╭─ Entries supplied

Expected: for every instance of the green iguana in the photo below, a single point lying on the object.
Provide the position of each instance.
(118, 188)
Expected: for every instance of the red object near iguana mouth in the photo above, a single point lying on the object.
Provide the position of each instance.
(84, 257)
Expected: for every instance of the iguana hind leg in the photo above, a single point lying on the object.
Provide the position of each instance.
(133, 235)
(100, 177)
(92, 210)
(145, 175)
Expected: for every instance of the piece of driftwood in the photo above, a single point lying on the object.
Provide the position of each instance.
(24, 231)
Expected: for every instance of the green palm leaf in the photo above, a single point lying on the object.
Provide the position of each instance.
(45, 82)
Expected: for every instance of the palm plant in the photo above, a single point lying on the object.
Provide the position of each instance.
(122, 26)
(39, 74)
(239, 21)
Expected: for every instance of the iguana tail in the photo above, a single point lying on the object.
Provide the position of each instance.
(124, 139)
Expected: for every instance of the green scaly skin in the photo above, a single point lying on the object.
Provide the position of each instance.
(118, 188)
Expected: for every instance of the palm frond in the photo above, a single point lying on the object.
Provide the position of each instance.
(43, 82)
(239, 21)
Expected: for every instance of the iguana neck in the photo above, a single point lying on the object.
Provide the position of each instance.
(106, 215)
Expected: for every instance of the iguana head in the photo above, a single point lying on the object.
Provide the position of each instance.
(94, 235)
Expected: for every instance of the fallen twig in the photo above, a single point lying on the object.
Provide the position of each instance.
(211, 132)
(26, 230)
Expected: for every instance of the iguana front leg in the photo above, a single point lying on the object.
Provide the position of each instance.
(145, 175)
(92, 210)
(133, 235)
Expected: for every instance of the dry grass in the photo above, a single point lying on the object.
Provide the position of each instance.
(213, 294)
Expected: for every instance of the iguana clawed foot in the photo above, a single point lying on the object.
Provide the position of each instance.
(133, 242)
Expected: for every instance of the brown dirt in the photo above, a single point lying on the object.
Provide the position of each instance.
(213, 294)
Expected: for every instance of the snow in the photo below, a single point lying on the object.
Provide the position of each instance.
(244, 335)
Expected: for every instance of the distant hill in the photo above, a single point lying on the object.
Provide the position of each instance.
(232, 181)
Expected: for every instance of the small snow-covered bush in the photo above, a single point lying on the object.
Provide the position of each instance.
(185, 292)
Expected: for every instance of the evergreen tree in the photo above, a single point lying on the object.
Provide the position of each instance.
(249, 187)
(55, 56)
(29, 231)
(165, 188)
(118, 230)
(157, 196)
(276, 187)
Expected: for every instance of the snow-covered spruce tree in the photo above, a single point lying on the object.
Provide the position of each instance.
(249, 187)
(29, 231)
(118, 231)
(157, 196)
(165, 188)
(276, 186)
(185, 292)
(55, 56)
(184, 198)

╰─
╭─ Entries supplied

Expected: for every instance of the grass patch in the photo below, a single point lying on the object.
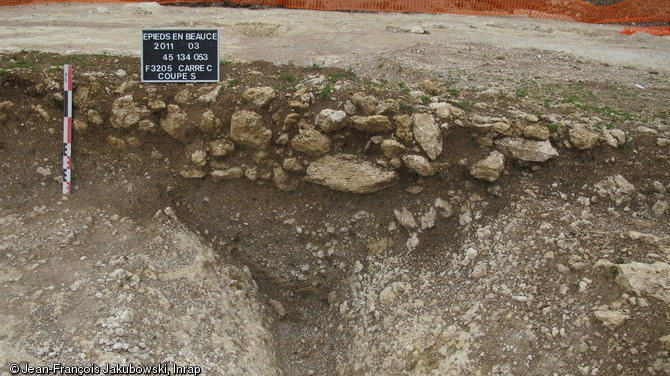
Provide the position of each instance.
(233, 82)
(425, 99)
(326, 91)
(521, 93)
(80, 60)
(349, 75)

╰─

Extract every line of the data above that contains the string "covered".

Task solution:
Expected: for every instance of the small snow-covered bush in the photo above, a single point lying on the object.
Expected: for every instance of the snow-covered spruce tree in the photo above, a single point lying on the object.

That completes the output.